Task set →
**A.** Copy the part of the article on political social media in 2023 that starts at "Why not just" and ends at "stuck with them.", word for word.
**B.** Pick up the article on political social media in 2023 right after its last sentence and keep writing.

Excerpt to read →
******************************
Let’s start with what’s not happening in political social media in 2023. Chatbots aren’t taking your job anytime soon, and they’re not taking over, period. We’re not Metaversing as a species just yet, but Facebook’s also not evaporating as a social network. Twitter under Elon Musk remains one tantrum away from destruction at all times, but the platform’s overall traffic hasn’t dropped as much as boycotters might have hoped.
Still, problems at the big tech platforms naturally create new opportunities for others. When Twitter started “replatforming” previously banned accounts under Musk, users on the political left abandoned it in numbers for alternatives like Mastodon.
As a result, social media consultant and trainer Beth Becker has recently seen opportunities for Mastodon-based campaigns in her work with advocacy clients. Meanwhile, Twitter’s decision to allow paid political tweets may reflect a concern for free speech, but a cynic might also note the recent declines in brand advertising on Twitter and wonder if economics played a role.
Why not just walk away? A future without ID-verification, opaque content-flagging practices and paid blue-checks may appeal to some in the political world. But at least for now, Facebook, Twitter, TikTok and their ilk play host to too many potential voters, donors and advocates to ignore, and discussion on their platforms helps set the terms of the public debate. For all these companies’ faults, we’re stuck with them.
Paying for the Privilege
Despite our non-stop griping about Facebook, political professionals are still paying to dangle content in front of all those voters ripening on the vine before Election Day. The question is how to find the right ones. Between Apple’s iOS privacy changes and Facebook’s own limits on targeting voter demographics and interests, reaching the specific Facebook audiences — donors as well as voters — seems much harder than it did even a couple of years ago.
Sometimes zip-code targeting will do the job well enough for name-recognition creative — perhaps cross-cut with basic age/gender parameters. But a common solution is to buy voter data or export it from a tool like the VAN and use it to target Facebook users individually. Voter-file spreadsheets tend to have low match rates when they go into the system, though, so some data vendors sell Facebook custom audiences pre-matched with the voter file. These are usually loaded directly through a Facebook ad account rather than uploaded as a document.
Pushing the boundaries a bit, longtime social-media expert Alan Rosenblatt pointed out to me that a tracking pixel in a programmatic ad unit can build a Facebook audience over time based on the parameters set up in the programmatic campaign. And of course, any custom audience, including an organization’s own donor list, can serve as the basis for lookalike audiences.
******************************
Data extracts →

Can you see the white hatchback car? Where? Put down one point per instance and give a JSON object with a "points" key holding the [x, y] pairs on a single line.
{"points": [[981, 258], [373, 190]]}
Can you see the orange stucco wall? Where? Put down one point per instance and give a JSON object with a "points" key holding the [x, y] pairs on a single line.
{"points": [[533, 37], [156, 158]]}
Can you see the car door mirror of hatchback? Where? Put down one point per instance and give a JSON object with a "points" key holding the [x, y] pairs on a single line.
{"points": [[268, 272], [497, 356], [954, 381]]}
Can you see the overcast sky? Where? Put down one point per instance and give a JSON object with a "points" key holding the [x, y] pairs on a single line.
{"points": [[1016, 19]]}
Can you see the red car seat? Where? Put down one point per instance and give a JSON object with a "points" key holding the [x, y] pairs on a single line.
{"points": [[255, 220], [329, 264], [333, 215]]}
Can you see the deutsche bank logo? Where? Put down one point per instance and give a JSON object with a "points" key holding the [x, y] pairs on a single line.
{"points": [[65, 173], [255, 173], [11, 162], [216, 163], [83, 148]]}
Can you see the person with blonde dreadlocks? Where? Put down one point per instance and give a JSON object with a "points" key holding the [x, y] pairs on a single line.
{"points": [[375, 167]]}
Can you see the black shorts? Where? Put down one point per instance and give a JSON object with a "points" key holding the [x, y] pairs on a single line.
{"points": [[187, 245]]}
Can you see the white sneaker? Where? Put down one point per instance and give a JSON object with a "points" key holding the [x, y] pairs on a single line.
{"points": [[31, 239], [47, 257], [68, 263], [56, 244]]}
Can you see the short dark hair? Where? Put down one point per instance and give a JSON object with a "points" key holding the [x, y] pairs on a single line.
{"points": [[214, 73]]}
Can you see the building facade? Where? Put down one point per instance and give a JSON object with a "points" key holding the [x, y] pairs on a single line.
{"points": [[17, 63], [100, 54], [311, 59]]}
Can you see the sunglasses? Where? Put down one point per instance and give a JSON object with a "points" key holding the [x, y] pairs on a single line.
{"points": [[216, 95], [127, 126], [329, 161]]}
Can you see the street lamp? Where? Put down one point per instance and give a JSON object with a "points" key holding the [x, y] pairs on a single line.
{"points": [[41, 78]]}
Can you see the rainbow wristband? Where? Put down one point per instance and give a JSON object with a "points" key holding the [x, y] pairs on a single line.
******************************
Numbered answers →
**A.**
Why not just walk away? A future without ID-verification, opaque content-flagging practices and paid blue-checks may appeal to some in the political world. But at least for now, Facebook, Twitter, TikTok and their ilk play host to too many potential voters, donors and advocates to ignore, and discussion on their platforms helps set the terms of the public debate. For all these companies’ faults, we’re stuck with them.

**B.**
If you’re using voter-file targeting, do try to find some way to avoid the problem I suspect political Facebook advertisers have often faced in the past, which is that all of us have been pounding the small fraction of the voter file that the platform can match. If your mobile number or email address is readily available to campaigns, you’ll probably be seeing political ads. If not, you might just escape…
Unless, of course, the campaign is paying for influencers to reach you through friends, family and fans. Kardashians not necessary! Vendors are beginning to put together influencer lists granular enough to be accessible and effective for local candidates and advocacy campaigns, but you can do the basic organizing on your own. Becker has been working with two college-town mayoral campaigns this year that have both hired student social-media influencers to spread the word on local campuses, for example.
Going Organic
While some influencers are in it for the money, far more will engage with the political world without expecting a buck in return. At the high levels of messaging and public opinion, Rosenblatt contends that interlocking networks of content-creators and distributors can have a measurable effect what the public thinks and feels. Then there’s the story of Joe Biden’s TikTok.
Back in 2020, Biden didn’t have an official presence on the short-video site, but his “second most viewed video platform was TikTok.” The secret? A comprehensive effort to recruit TikTok users to distribute pro-Biden content from their own accounts.
Naturally, most down-ballot campaigns won’t be recruiting hundreds or thousands of influencers — if you’re running for state legislature, a handful of friendly voices is a more likely haul. But in a media environment flooded with political content, a trusted voice may reach a voter who’s tuning out the cacophony.
Likewise, campaigns of any size can organize volunteers to share content on their behalf. I’ve been talking up the value of “share squads” organized via email, DM or Facebook groups for years, since they provide a relatively easy way to help volunteers become campaign ambassadors within their own social circles. Campaigns can also include “share asks” in their general email streams, letting supporters lend a hand without having to hand over a dollar. Emails can include one-click share links for individual pieces of content, or they can point to an option-filled landing page like this recent example from NARAL.
Getting down to the real nitty-gritty of organic outreach, Becker is emphasizing Facebook Stories over other content types in her work this year, since Stories seem to have extra juice right now. Similarly, she’s encouraging clients to use still images on Instagram, reflecting the platform’s recent about-face away from video.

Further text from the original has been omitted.